━━━ Data for the task ━━━
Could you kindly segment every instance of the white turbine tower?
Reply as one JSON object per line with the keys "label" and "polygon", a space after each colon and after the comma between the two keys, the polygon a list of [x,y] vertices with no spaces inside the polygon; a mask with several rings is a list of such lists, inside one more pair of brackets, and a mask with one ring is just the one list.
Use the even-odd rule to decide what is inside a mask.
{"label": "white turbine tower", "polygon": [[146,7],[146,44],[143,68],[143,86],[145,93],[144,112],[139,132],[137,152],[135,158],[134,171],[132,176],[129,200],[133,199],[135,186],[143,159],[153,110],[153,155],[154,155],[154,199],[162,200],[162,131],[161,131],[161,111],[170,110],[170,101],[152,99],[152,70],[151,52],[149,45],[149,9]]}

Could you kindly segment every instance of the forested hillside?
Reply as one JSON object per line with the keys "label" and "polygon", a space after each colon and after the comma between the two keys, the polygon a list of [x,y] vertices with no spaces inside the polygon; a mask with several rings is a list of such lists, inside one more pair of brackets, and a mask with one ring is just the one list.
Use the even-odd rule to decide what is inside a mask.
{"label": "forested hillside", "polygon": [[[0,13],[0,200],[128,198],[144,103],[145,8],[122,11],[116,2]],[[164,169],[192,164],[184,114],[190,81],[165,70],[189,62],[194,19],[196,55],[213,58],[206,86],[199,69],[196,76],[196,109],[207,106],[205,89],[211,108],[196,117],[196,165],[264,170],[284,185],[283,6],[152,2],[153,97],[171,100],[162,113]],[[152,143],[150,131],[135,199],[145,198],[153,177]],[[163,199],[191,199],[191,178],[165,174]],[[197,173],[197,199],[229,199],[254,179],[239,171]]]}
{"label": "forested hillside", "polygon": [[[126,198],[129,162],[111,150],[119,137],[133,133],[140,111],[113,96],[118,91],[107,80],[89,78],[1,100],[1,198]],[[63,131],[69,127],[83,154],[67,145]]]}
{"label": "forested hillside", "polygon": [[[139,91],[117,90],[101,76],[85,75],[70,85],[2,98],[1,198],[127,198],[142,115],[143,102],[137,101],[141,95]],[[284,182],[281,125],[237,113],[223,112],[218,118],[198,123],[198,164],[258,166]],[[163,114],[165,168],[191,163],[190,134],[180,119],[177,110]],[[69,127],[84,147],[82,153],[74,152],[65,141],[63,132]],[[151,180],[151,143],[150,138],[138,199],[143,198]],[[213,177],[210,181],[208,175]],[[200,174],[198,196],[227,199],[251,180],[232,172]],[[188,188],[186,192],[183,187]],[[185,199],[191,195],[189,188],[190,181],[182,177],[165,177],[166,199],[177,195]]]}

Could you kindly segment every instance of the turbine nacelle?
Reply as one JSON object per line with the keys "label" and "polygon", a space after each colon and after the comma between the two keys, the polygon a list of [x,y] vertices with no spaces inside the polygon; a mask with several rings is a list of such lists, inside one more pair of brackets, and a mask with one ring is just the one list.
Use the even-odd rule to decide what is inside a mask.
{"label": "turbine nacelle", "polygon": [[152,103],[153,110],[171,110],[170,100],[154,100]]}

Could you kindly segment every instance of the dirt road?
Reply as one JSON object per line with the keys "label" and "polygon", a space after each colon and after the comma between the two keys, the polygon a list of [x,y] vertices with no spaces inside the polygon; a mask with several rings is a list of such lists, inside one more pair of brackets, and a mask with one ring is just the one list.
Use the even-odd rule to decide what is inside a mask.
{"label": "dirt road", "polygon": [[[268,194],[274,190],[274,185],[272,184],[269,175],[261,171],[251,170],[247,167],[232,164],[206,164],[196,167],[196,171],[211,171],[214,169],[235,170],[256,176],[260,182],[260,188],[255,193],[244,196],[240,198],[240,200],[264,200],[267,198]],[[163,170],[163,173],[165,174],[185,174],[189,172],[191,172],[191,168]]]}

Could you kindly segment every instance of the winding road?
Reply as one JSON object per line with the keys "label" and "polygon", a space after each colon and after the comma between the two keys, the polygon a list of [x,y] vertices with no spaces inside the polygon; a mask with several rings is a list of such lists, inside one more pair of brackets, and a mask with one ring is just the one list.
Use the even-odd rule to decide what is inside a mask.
━━━
**Task requirements**
Filter the data, keeping only the lines that contain "kindly".

**Response to this task**
Could you kindly segment every instance of the white turbine tower?
Could you kindly segment every instance of the forested hillside?
Could you kindly segment every instance of the turbine nacelle?
Could you kindly segment every instance of the dirt road?
Could you kindly segment every instance of the winding road?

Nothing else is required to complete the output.